WHAT YOU ARE ASKED TO DO: Only the lines below between the ones containing "point: potted green" and "point: chartreuse shrub", inclusive, are to be reproduced, each exactly as it stands.
(DATA EXTRACTS begins)
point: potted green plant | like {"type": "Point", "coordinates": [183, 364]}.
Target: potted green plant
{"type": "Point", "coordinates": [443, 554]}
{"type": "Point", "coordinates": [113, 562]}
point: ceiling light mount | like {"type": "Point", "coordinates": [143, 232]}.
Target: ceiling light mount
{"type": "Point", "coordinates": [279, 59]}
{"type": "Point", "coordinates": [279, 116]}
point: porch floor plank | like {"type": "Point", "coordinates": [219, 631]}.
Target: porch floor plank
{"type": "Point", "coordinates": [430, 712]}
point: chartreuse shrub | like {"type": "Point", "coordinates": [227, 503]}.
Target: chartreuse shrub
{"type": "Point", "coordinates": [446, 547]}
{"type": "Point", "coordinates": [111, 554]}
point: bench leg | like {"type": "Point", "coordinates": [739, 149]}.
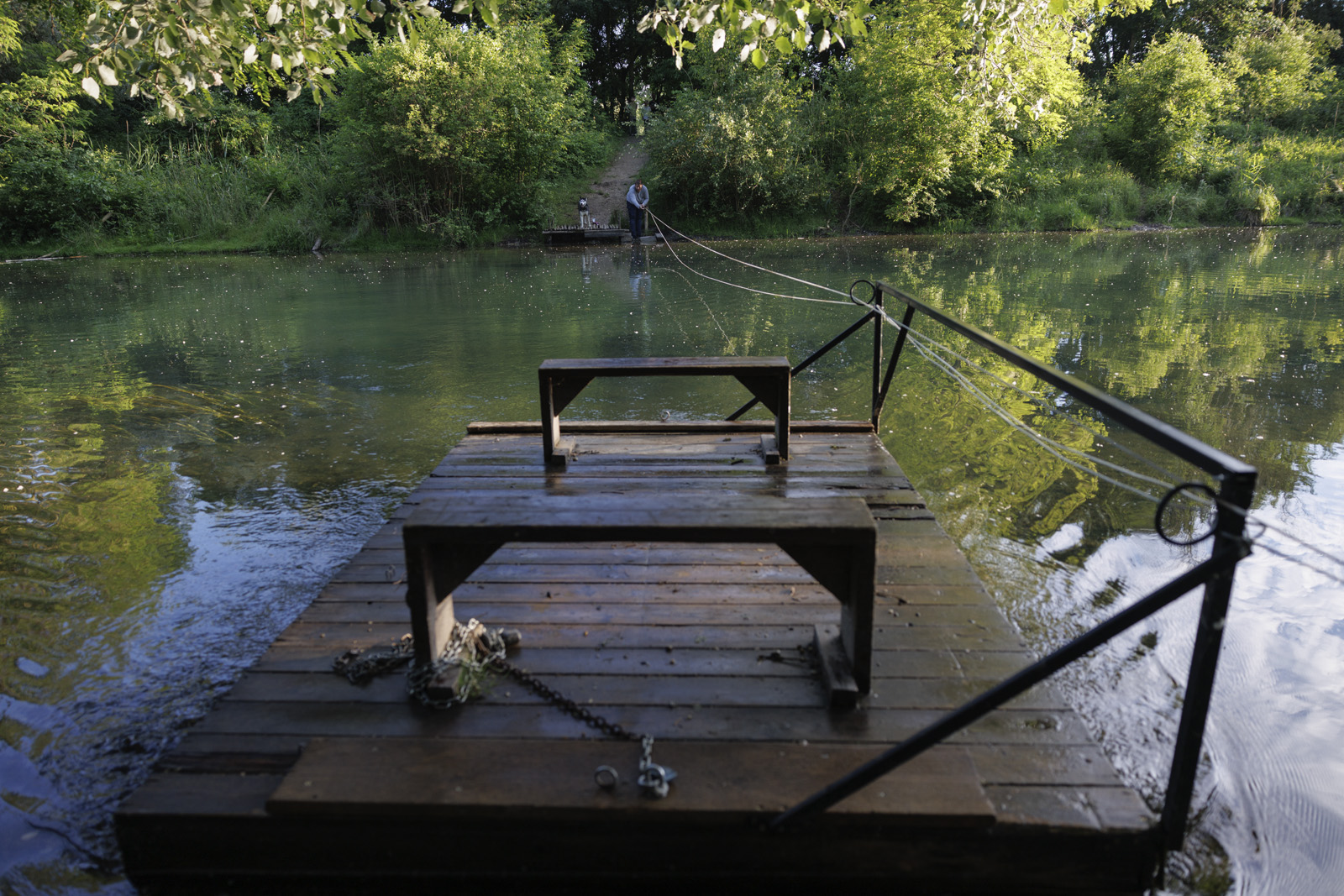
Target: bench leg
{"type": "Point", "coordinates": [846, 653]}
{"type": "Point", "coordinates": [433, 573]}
(DATA EXTRACTS ends)
(DATA EXTRACTS begins)
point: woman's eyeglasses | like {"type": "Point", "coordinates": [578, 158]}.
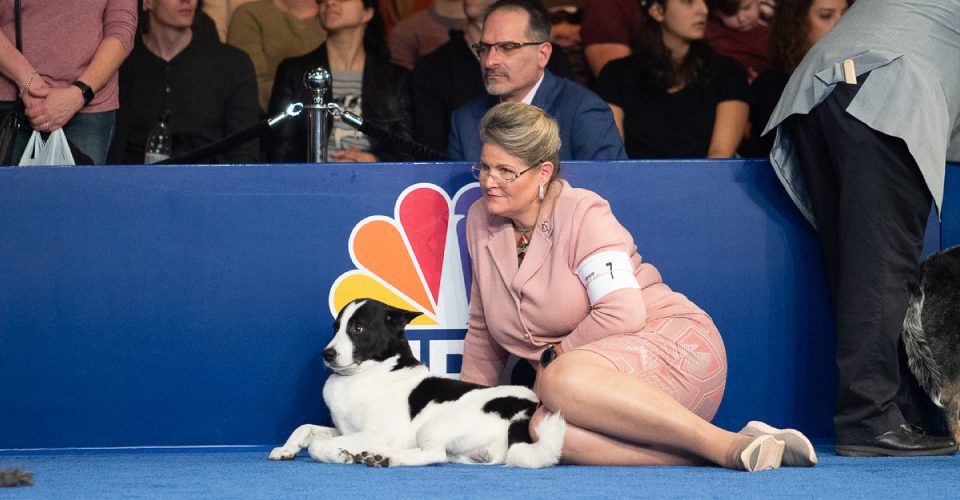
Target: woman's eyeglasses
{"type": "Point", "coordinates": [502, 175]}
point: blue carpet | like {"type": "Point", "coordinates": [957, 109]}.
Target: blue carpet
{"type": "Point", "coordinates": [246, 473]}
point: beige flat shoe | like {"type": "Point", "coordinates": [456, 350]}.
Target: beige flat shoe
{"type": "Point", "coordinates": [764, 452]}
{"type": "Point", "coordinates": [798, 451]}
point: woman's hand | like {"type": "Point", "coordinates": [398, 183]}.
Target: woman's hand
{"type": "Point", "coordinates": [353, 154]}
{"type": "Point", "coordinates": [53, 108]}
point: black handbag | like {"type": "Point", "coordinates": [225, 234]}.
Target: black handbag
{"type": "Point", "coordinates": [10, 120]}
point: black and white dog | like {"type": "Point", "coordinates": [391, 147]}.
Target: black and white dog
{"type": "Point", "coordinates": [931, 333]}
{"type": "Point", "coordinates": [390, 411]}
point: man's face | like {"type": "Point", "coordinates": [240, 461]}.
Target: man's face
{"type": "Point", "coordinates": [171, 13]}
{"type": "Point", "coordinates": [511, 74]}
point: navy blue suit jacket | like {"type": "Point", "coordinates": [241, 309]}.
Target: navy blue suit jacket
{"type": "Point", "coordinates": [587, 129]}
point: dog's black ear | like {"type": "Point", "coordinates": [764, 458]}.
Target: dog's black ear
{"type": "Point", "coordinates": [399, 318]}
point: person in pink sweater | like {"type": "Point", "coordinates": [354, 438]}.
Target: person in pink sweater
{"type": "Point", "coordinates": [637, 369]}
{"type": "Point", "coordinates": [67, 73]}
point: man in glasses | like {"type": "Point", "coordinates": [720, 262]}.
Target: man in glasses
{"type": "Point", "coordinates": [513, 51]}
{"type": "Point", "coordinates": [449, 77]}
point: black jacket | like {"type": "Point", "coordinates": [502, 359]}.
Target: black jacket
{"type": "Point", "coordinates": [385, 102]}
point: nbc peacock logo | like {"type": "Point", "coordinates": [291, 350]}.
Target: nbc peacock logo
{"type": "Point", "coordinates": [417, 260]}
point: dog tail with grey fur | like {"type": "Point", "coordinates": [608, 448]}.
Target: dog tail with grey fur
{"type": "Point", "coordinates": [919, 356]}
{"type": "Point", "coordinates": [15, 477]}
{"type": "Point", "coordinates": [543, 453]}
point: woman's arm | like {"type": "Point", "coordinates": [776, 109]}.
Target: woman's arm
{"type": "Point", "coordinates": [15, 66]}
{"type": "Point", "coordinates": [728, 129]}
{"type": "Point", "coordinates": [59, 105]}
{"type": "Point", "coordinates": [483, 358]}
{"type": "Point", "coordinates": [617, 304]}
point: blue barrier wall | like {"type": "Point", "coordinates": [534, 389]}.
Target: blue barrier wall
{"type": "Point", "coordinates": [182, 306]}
(DATA EXTRACTS ends)
RESPONSE:
point: potted green plant | like {"type": "Point", "coordinates": [183, 364]}.
Target: potted green plant
{"type": "Point", "coordinates": [443, 554]}
{"type": "Point", "coordinates": [113, 562]}
point: ceiling light mount | like {"type": "Point", "coordinates": [143, 232]}.
Target: ceiling light mount
{"type": "Point", "coordinates": [279, 59]}
{"type": "Point", "coordinates": [279, 116]}
point: porch floor plank | like {"type": "Point", "coordinates": [219, 631]}.
Target: porch floor plank
{"type": "Point", "coordinates": [430, 712]}
point: chartreuse shrub | like {"type": "Point", "coordinates": [227, 503]}.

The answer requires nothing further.